● **Problem details**:
Print the entries verbatim from their first line through the line containing "90L212 90L218 91L236", with both ends included. Leave the pictures out of your answer.

====== Material to process

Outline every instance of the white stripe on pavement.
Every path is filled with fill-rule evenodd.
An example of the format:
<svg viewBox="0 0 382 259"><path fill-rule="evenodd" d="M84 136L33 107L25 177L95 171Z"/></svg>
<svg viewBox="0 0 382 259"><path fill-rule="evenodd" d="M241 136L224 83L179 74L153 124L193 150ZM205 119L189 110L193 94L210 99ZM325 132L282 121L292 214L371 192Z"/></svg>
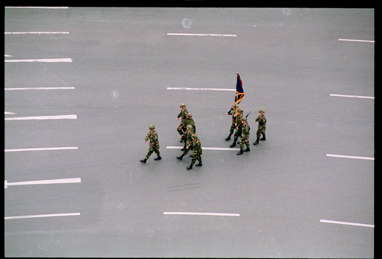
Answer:
<svg viewBox="0 0 382 259"><path fill-rule="evenodd" d="M176 90L212 90L218 91L236 91L236 89L224 89L222 88L187 88L185 87L168 87L167 89Z"/></svg>
<svg viewBox="0 0 382 259"><path fill-rule="evenodd" d="M19 151L34 151L36 150L57 150L58 149L77 149L78 147L42 147L41 148L23 148L19 149L4 149L4 152L13 152Z"/></svg>
<svg viewBox="0 0 382 259"><path fill-rule="evenodd" d="M68 9L67 6L6 6L5 8L45 8L48 9Z"/></svg>
<svg viewBox="0 0 382 259"><path fill-rule="evenodd" d="M348 40L346 39L339 39L338 40L346 40L346 41L361 41L364 42L374 42L374 40Z"/></svg>
<svg viewBox="0 0 382 259"><path fill-rule="evenodd" d="M167 148L181 149L183 147L167 147ZM212 149L212 150L240 150L240 148L225 147L202 147L202 149Z"/></svg>
<svg viewBox="0 0 382 259"><path fill-rule="evenodd" d="M15 217L5 217L4 219L26 219L27 218L38 218L41 217L57 217L58 216L74 216L79 215L79 213L62 213L61 214L45 214L42 215L29 215L28 216L15 216Z"/></svg>
<svg viewBox="0 0 382 259"><path fill-rule="evenodd" d="M353 157L351 155L331 155L330 154L326 154L327 157L346 157L346 158L356 158L359 159L369 159L370 160L374 160L374 157Z"/></svg>
<svg viewBox="0 0 382 259"><path fill-rule="evenodd" d="M236 37L236 34L199 34L195 33L167 33L168 35L187 35L188 36L227 36Z"/></svg>
<svg viewBox="0 0 382 259"><path fill-rule="evenodd" d="M342 94L330 94L331 96L341 96L342 97L356 97L358 98L370 98L371 99L374 99L374 97L372 96L346 96L346 95L342 95Z"/></svg>
<svg viewBox="0 0 382 259"><path fill-rule="evenodd" d="M74 87L31 87L23 88L4 88L4 90L52 90L55 89L74 89Z"/></svg>
<svg viewBox="0 0 382 259"><path fill-rule="evenodd" d="M9 185L44 185L50 183L81 183L81 178L66 178L57 179L53 180L41 180L40 181L31 181L26 182L14 182L8 183L6 180L4 181L4 188L7 188Z"/></svg>
<svg viewBox="0 0 382 259"><path fill-rule="evenodd" d="M43 59L8 59L4 62L73 62L71 58L45 58Z"/></svg>
<svg viewBox="0 0 382 259"><path fill-rule="evenodd" d="M35 116L34 117L14 117L5 118L5 120L60 120L62 119L76 119L77 115L56 115L51 116Z"/></svg>
<svg viewBox="0 0 382 259"><path fill-rule="evenodd" d="M26 31L4 32L4 34L69 34L68 31Z"/></svg>
<svg viewBox="0 0 382 259"><path fill-rule="evenodd" d="M343 222L342 221L333 221L333 220L327 220L325 219L320 219L320 222L326 222L327 223L335 223L336 224L344 224L346 225L354 225L354 226L361 226L361 227L369 227L371 228L374 227L374 225L369 225L367 224L360 224L359 223L351 223L348 222Z"/></svg>
<svg viewBox="0 0 382 259"><path fill-rule="evenodd" d="M163 214L175 214L187 215L212 215L213 216L240 216L240 214L233 213L210 213L209 212L163 212Z"/></svg>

============

● **Finished exercise**:
Outline every instance of the white stripe on pavement.
Every path is filled with fill-rule evenodd.
An example of the format:
<svg viewBox="0 0 382 259"><path fill-rule="evenodd" d="M84 136L33 107L25 177L95 171Z"/></svg>
<svg viewBox="0 0 382 259"><path fill-rule="evenodd" d="M241 136L224 83L179 74L153 124L193 150ZM205 119L189 110L193 94L210 99ZM325 132L282 121L292 214L371 192Z"/></svg>
Answer:
<svg viewBox="0 0 382 259"><path fill-rule="evenodd" d="M176 90L212 90L218 91L236 91L236 89L224 89L222 88L187 88L185 87L168 87L167 89Z"/></svg>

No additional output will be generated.